-- Problems to solve --
1. List every bank whose analysts or strategists are quoted or cited in the passage about the pound below.
2. Reproduce the passage about the pound word for word, from "In fact, the" up to and including "to the year.".

-- Exercise passage --

==========

If that happens it would bring further pain for the Pound, disappointing market expectations for a 75-basis point hike. The divergence from an expected 75bp hike at the Fed would almost certainly favour the Greenback.

The BoE seems happy to underwhelm FX markets

In the current rate hiking cycle, Threadneedle Street has consistently under-delivered against traders' expectations and seemed happy to let the Pound lose value.

A market analysis from Credit Suisse said that there is now an ‘elevated fear’ that the BOE will ‘once again go dovish’ and deliver 50 basis point rise, rather than demonstrating the inflation-fighting credentials on display in Washington and Frankfurt.

The European Central Bank in particular is seen as more hawkish than the Bank of England. Credit Suisse says that if this Thursday’s BOE meeting delivers the wrong message, ‘GBP will be in significant trouble.’

In fact, the bank’s analysts believe the BoE must go above and beyond to deliver a 100bp hike in order to restore credibility and pull Sterling out of its weeks-long slump.

That sort if bold move would increase the yield paid on British assets, incentivizing inflows of more foreign investor capital that could fund the UK’s chronic current account deficit.

Sterling set for a year-end slump?

The pound experienced a run of gains in 2021 and kept them going early into 2022, reaching a two-year high against the Euro in February as traders returned to their desks in Frankfurt and London, seemingly eager to make a bullish start to the year.

Analysts said at the time that Sterling wss following a traditional pattern, doing well as global stocks rallied and market sentiment signaled support. That mix of conditions ste the stage for GBP bulls to make gains.

‘The pound is a classic risk-on currency that performs best when stock markets are on the up,’ said UBS’ head of currency strategy, Thomas Pirelli, in an interview with the Financial Times.

The pound to euro exchange rate rose to 1.1961, a level that was last seen in March of 2020. That took retail rates for international payments to north of the 1.19 threshold. Pirelli says the next critical threshold to watch will be 1.2073, the post-Brexit high also achieved in March 2020.

‘That could prove to be the ceiling in the near-term for the recent rally. A significant number of large euro positions are expected to be triggered’.

UBS analysts said investors had begun bidding commodities, stocks, and Sterling on the belief that COVID was finally over and that further restrictions on commercial activity won't be needed.

Investors expected a phase of economic expansion to take hold in the first half of 2022 as business and consumer confidence rebounded. Jobs data in particular seemed to bear that out for much of year.

Banking on the end of QE

While investors have acted on assumptions that 2022 would be the year that central banks started reducing economic and monetary stimulus, the European Central Bank and US Fed did continue with expansionary monetary policy until the middle of the year. That also created supportive conditions for the pound.

In an investor note published in March, currency market analysts at Barclays said investors had been buoyed by evidence that COVID’s feared Omicron wave actually caused less severe forms of illness. That sent a wave of relief into markets.

'The path for currencies and equities in 2022 won't be smooth, but the strong start GBP is seeing this week could continue for some weeks yet. With the massive inflows we saw into risk assets in 2021, plus the significant inflexion point being reached by most G10 central banks, we now see a risk of bigger corrections in the future.'

Sterling held its own against the Greenback and Euro for much of the year, held aloft by consecutive positive economic prints that showed UK wages rising faster than expected, and job postings remaining high while unemployment stayed low.

Britain’s Office of National Statistics said in June 2022 that average UK earnings were on the rise, capturing a rise of five per cent for the second quarter when bonuses were factored in. That exceeded market consensus of 4.5 per cent that investors were looking for, though less than the first quarter’s six per cent rise.

Average earnings without considering bonuses got a lift of 4.5 per cent, also exceeding market expectations and topping the growth figure posted in May.

==========

(Items from a data source)
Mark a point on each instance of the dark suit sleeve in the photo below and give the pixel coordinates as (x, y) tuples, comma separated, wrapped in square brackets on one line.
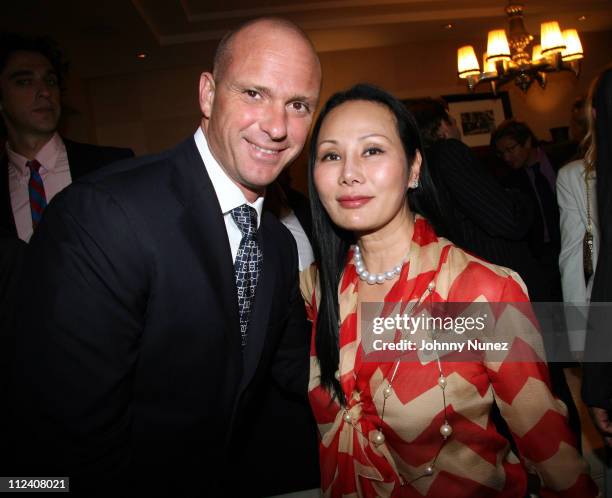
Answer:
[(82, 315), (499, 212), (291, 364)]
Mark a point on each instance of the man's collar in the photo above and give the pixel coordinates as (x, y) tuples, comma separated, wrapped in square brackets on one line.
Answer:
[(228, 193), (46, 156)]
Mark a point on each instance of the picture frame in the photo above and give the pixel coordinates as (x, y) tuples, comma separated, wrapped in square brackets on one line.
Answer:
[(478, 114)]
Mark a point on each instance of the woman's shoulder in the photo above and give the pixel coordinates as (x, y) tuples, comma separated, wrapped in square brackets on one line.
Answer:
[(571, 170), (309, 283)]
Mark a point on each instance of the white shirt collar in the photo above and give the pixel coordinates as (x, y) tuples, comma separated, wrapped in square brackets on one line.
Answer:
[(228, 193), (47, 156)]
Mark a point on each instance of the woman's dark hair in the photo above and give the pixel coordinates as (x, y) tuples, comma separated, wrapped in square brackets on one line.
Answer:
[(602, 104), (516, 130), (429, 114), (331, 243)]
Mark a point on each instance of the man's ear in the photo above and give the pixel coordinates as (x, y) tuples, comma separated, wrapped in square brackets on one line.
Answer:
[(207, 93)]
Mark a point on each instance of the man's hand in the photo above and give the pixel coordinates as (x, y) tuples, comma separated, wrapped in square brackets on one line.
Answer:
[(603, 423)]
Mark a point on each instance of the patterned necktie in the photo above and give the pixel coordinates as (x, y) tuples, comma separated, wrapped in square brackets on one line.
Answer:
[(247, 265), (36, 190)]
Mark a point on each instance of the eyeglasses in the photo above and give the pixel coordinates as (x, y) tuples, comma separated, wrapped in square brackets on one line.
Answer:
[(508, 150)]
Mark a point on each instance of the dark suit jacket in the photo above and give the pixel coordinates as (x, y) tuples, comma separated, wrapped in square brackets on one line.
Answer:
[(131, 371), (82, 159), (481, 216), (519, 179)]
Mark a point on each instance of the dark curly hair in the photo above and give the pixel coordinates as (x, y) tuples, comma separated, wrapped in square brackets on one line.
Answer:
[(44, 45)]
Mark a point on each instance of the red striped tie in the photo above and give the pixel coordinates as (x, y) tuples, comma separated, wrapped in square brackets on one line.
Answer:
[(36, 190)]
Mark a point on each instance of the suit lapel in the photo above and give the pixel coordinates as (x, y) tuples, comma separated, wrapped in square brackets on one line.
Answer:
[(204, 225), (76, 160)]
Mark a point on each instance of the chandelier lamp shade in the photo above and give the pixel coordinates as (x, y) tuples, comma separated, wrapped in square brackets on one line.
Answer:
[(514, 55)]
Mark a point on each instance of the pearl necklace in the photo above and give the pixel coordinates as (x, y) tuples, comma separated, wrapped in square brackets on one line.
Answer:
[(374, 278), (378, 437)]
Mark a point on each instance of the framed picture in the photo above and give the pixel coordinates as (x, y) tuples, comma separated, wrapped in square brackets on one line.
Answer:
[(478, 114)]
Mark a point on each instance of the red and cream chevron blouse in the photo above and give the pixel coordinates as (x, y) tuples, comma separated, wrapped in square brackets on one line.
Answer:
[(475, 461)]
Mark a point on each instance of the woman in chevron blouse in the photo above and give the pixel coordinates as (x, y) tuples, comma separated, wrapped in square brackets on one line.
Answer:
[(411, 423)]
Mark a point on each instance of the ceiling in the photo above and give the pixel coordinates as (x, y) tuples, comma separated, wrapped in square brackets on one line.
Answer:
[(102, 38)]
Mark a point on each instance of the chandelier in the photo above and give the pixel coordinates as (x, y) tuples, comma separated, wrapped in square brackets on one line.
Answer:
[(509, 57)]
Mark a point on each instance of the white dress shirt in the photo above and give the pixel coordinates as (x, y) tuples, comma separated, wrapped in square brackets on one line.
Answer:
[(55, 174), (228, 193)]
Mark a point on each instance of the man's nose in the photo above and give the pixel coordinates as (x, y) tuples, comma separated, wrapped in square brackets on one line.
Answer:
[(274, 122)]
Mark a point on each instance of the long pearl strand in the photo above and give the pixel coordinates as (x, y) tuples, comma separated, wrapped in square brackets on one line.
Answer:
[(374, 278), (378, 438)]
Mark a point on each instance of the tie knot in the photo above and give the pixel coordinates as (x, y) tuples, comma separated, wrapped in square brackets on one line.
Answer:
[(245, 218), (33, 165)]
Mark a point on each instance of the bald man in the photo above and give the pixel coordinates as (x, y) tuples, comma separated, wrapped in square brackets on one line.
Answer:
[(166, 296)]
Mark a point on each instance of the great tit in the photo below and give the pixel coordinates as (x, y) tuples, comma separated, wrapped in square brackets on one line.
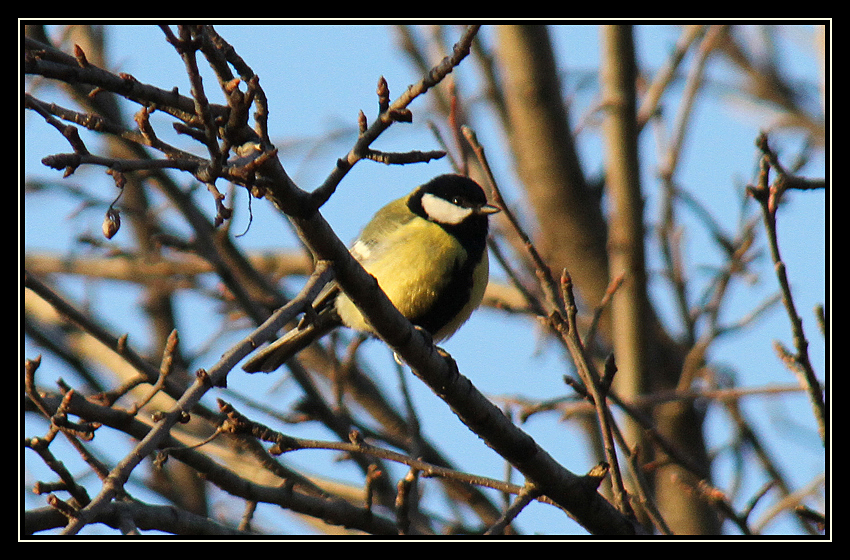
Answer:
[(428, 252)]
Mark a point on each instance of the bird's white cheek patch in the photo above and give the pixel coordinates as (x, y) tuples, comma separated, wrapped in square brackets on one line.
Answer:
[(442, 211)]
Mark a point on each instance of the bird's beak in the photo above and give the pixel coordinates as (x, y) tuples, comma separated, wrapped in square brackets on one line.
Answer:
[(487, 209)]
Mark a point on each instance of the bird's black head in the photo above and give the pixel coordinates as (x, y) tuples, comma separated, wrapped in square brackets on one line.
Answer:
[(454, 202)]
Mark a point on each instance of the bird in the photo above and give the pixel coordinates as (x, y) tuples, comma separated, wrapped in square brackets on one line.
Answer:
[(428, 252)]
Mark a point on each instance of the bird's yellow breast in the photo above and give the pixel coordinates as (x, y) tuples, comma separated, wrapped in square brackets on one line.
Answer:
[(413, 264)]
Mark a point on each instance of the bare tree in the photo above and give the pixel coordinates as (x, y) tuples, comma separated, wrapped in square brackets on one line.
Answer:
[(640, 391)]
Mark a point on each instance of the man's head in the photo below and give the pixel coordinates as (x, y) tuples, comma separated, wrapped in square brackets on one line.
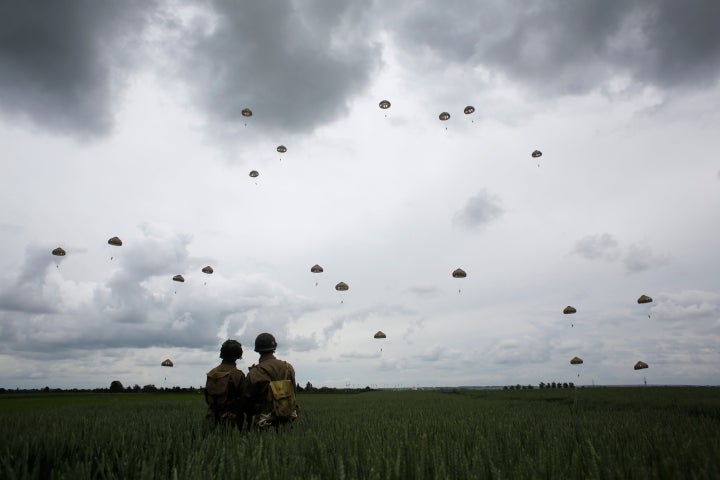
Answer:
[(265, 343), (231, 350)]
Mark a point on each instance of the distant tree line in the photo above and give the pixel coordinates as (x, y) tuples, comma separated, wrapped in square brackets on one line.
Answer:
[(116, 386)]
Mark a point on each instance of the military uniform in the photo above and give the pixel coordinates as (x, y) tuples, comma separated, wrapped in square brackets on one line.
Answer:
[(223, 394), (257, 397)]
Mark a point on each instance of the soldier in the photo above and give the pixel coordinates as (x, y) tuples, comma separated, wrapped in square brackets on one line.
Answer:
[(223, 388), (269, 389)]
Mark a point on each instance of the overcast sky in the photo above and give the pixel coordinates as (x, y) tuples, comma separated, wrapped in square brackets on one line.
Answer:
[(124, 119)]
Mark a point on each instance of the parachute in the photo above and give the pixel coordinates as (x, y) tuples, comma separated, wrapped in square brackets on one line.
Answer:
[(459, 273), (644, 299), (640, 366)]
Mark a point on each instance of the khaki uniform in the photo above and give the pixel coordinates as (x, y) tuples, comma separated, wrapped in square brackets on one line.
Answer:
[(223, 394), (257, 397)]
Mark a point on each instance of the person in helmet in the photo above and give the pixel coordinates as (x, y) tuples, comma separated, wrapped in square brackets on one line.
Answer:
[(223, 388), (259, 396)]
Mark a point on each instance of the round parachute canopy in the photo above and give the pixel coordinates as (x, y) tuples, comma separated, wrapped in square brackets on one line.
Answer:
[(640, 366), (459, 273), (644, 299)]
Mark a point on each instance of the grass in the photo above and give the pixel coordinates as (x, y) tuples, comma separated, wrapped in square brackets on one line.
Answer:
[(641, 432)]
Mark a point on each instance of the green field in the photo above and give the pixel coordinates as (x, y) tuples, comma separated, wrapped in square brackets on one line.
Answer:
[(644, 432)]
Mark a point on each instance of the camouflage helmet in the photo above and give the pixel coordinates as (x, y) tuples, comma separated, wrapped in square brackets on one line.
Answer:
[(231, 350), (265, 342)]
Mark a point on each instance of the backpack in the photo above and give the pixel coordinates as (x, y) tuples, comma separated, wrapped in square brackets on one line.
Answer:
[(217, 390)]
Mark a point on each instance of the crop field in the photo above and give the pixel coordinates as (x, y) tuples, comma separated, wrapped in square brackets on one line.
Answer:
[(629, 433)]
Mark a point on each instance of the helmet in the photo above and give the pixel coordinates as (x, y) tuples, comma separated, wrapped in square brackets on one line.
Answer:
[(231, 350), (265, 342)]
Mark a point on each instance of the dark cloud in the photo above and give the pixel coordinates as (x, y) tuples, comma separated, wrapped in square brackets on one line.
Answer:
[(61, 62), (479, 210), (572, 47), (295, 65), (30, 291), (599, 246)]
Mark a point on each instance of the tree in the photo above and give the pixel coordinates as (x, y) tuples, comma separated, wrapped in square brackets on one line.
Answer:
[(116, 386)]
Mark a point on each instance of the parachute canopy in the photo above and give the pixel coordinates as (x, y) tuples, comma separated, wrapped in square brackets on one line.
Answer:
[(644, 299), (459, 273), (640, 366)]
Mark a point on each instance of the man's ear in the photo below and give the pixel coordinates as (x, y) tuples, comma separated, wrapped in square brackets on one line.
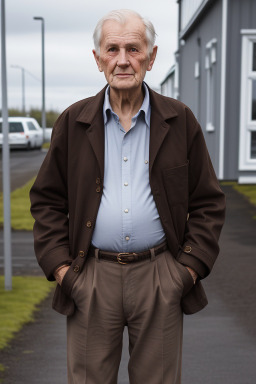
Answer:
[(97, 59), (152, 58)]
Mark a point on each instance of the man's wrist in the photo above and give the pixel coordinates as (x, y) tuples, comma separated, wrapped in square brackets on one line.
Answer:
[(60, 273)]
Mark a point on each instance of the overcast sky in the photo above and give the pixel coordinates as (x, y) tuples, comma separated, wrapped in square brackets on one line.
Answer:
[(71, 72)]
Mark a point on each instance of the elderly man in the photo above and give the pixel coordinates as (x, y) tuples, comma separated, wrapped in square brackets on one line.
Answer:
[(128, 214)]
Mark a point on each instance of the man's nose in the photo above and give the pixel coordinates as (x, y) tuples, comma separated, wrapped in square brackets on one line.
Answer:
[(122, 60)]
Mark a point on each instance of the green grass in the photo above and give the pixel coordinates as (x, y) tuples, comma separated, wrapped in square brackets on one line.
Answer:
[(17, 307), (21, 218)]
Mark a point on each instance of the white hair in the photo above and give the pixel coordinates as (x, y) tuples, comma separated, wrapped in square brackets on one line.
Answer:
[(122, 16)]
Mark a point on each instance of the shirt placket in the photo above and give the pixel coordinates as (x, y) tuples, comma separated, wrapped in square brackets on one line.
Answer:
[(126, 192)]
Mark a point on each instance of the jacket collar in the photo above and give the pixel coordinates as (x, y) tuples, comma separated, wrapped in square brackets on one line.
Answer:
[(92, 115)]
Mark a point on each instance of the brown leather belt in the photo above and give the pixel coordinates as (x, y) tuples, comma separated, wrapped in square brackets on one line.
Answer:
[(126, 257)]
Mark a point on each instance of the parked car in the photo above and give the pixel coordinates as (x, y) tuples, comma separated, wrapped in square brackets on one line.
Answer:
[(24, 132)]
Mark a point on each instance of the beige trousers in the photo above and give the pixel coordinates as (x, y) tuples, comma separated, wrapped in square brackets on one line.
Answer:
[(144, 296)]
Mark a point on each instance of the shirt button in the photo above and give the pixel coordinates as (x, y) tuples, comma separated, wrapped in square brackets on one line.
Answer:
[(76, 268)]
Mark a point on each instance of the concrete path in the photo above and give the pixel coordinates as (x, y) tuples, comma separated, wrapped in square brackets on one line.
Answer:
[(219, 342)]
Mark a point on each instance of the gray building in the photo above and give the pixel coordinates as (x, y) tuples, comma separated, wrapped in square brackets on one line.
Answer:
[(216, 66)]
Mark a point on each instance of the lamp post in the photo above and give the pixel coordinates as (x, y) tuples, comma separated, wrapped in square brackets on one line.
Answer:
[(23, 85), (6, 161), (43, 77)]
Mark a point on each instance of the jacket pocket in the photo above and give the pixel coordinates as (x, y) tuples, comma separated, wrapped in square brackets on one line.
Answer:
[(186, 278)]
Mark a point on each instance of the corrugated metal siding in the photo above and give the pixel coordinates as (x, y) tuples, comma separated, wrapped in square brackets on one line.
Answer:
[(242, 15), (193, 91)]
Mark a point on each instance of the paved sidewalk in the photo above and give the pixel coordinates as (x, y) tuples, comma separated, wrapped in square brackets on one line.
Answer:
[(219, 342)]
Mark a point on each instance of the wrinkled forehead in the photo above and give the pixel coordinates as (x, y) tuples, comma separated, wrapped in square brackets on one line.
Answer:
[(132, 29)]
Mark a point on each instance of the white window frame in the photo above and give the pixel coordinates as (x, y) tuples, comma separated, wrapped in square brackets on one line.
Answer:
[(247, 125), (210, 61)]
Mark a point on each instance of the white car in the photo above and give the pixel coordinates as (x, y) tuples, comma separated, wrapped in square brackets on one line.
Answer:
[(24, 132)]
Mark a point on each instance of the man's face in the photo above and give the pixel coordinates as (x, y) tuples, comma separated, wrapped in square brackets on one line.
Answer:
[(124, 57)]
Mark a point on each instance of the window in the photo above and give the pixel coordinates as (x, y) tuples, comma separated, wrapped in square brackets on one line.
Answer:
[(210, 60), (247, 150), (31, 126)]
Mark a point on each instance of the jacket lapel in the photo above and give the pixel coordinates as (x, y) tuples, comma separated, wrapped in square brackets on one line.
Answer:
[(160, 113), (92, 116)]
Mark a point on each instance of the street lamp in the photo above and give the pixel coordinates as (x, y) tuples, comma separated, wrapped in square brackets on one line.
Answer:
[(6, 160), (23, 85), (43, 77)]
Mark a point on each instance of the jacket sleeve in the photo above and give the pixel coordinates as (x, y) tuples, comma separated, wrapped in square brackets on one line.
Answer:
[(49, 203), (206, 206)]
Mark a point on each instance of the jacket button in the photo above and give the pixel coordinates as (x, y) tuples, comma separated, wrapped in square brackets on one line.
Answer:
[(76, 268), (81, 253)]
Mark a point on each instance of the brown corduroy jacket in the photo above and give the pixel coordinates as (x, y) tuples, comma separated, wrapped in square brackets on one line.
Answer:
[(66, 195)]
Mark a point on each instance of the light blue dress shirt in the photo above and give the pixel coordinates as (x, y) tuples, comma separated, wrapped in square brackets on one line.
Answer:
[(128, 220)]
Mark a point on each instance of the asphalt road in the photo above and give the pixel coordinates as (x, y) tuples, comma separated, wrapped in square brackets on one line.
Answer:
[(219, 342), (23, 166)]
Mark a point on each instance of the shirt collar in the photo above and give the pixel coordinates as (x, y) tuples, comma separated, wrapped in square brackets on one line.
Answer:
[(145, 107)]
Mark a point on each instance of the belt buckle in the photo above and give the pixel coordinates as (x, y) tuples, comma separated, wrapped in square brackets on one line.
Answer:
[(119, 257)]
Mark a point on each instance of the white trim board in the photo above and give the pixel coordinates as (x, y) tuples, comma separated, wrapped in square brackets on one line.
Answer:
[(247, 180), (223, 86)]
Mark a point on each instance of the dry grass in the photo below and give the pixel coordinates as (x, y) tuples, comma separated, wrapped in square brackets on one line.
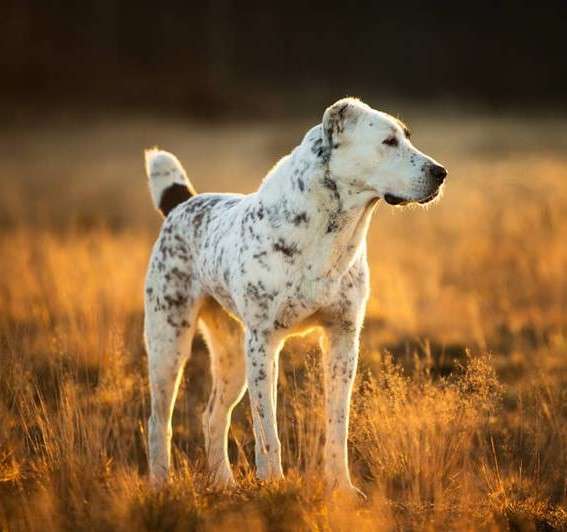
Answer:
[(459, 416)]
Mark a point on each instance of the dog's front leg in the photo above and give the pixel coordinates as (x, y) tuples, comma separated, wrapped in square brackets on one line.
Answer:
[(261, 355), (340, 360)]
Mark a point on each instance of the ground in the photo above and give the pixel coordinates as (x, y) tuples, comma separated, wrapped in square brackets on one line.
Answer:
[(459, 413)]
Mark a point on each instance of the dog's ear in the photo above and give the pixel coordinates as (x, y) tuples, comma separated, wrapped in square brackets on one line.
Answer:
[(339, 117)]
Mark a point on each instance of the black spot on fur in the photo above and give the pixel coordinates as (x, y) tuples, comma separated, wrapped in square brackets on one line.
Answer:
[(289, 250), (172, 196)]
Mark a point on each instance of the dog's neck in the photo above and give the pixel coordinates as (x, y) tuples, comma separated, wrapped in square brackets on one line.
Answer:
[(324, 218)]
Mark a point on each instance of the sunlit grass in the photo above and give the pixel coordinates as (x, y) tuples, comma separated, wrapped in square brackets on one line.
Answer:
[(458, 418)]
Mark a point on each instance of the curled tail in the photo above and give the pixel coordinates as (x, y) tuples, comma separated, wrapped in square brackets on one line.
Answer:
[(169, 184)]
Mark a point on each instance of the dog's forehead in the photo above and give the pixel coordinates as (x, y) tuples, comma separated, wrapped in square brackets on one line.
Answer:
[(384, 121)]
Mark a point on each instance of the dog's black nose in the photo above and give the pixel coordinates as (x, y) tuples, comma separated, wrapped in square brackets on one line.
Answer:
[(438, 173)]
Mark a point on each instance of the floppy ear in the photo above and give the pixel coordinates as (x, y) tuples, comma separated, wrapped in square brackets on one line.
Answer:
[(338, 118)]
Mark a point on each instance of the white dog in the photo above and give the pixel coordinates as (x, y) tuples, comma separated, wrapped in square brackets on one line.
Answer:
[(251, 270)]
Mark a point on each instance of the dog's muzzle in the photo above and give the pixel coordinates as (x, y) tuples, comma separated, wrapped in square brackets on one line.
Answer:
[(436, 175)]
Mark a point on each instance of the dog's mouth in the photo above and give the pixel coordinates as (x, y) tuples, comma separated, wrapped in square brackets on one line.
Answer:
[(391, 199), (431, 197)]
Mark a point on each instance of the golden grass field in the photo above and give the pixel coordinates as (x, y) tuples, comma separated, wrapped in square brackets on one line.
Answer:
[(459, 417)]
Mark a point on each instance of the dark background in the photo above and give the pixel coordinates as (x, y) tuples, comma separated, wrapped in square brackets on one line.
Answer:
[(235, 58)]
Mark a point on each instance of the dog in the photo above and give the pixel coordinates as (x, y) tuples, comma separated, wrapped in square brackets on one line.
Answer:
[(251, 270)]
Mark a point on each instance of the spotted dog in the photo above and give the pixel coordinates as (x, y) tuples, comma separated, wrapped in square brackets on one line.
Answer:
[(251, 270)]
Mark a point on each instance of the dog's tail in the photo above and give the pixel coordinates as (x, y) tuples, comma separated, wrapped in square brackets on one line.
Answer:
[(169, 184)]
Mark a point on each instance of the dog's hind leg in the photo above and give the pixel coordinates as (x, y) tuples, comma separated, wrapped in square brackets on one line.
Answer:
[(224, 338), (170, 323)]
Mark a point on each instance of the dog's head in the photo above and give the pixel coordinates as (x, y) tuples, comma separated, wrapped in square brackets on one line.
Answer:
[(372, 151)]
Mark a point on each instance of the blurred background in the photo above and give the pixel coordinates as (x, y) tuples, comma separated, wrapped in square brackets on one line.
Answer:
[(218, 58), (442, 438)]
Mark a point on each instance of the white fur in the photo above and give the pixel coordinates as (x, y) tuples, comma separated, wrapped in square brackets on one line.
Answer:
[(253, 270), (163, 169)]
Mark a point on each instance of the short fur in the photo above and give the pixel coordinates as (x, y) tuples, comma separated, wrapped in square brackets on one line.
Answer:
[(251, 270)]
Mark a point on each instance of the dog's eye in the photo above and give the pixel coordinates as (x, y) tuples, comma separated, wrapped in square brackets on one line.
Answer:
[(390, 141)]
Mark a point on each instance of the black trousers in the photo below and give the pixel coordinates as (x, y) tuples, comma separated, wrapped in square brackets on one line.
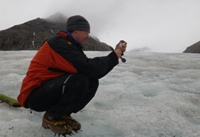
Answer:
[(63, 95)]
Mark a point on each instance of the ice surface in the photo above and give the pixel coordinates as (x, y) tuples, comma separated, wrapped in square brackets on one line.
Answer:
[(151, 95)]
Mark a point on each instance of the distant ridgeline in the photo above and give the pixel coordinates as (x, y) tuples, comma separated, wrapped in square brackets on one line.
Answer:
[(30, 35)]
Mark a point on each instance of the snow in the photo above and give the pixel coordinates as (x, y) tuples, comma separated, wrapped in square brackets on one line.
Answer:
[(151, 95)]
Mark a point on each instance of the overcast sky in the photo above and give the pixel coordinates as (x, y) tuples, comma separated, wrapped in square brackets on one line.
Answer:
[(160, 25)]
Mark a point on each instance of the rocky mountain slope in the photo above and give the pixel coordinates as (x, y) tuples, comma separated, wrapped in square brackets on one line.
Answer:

==========

-- Results of the exercise --
1. Credit Suisse, UBS, Barclays

2.
In fact, the bank’s analysts believe the BoE must go above and beyond to deliver a 100bp hike in order to restore credibility and pull Sterling out of its weeks-long slump.

That sort if bold move would increase the yield paid on British assets, incentivizing inflows of more foreign investor capital that could fund the UK’s chronic current account deficit.

Sterling set for a year-end slump?

The pound experienced a run of gains in 2021 and kept them going early into 2022, reaching a two-year high against the Euro in February as traders returned to their desks in Frankfurt and London, seemingly eager to make a bullish start to the year.